* **Document segment**:
Unfortunately, digitally signing isn't that easy.  If it was it wouldn't really mean anything because then anyone could sign anything in any way they want.  To digitally sign something you first have to purchase a digital certificate from one of the companies that provides them.  Below is a list of companies and the costs from a search I did a while ago.  When you apply for a certificate, they do some verification that you're a real company and provide the key that you can then use to sign your software.  The signature proves that the software came from you and hasn't been modified since it was signed.  My guess is that you'll want to put up with the warning.  As with all security software, it becomes another problem for the honest in an attempt to try and protect everyone from a few dishonest people.

 

Symantec

                1 year - $499

                2 years - $873 ($436.50/year)

                3 years - $1248 ($416/year)

 

GoDaddy

                1 year - $200

                2 years - $360 ($180/year)

                3 years - $510 ($170/year)

 

Digicert

                1 year - $223

                2 years - $396 ($198/year)

                3 years - $534 ($178/year)

               

Instant SSL

                1 year - $179

                2 years - $340 ($170/year)

                3 years - $501 ($167/year)

               

kSoftware

                1 year - $95

                2 years - $175 ($87.50/year)

                3 years - $245 ($81.66/year)

                5 years - $365 ($73/year)


Brian Ekins
Inventor and Fusion 360 API Expert
Mod the Machine blog
Message 3 of 15

dhaverstick
Advocate
Advocate
Accepted solution

I figured out how to do it.

* **Data shown**:
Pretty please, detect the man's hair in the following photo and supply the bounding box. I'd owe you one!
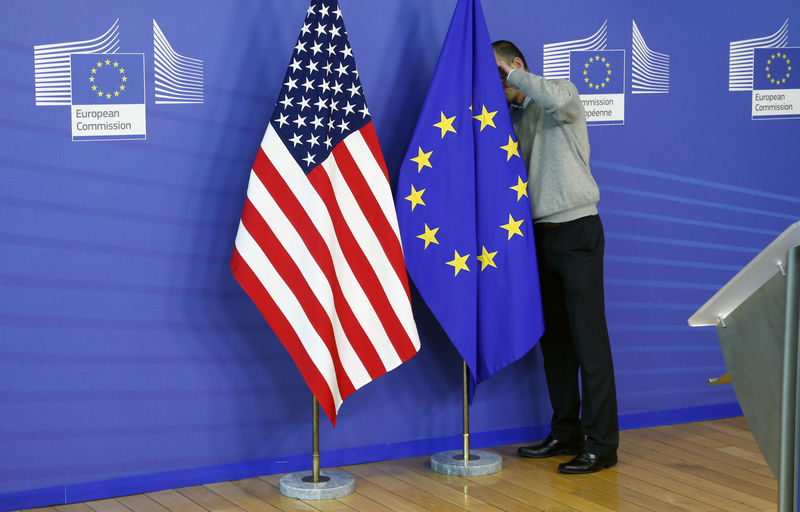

* **Problems and tasks**:
1 - In the forum post about digitally signing software, what must you purchase first before you can sign something?
2 - In the forum post about digitally signing software, reproduce the passage starting at "2 years - $873" and ending at "- $510 ($170/year)", replacing "GoDaddy" with "Go Daddy".
3 - Extend the forum post about digitally signing software, picking up from where it stops.

* **The responses**:
1 - A digital certificate from one of the companies that provides them.

2 -
2 years - $873 ($436.50/year)

                3 years - $1248 ($416/year)

 

Go Daddy

                1 year - $200

                2 years - $360 ($180/year)

                3 years - $510 ($170/year)

3 -
 

1) I created a self-signed certificate using MakeCert.exe. Since the Inventor add-ins are only used internally, this was good enough.

2) I imported that certificate into my company's domain-wide group policy and made it effective for all authorized domain users. This was the part that I was having trouble with.

3) Signed my Inventor add-ins with the certificate.

4) When the signed add-ins are installed, the Addin Manager allows them without the nag screen popping up.

 

Darren

Message 4 of 15

gilsdorf_e
Collaborator
Collaborator

Hello,

 

did that change in Inventor 2018? I signed my addins with a certificate from our companies root CA, still they are blocked by default and the pop-up screen comes up.

 

 

Reading the 2018 help file:

 

"Add-Ins that are signed by Autodesk or registered as an integral part of Autodesk products are automatically allowed to load"

 

So signing custom addins gives no benefit, except you get that soothing text inside add-in manager "File is signed and has valid certificates." Still all of our >100 users have to unblock our custom addins.

I have to find a way through registry/GPO...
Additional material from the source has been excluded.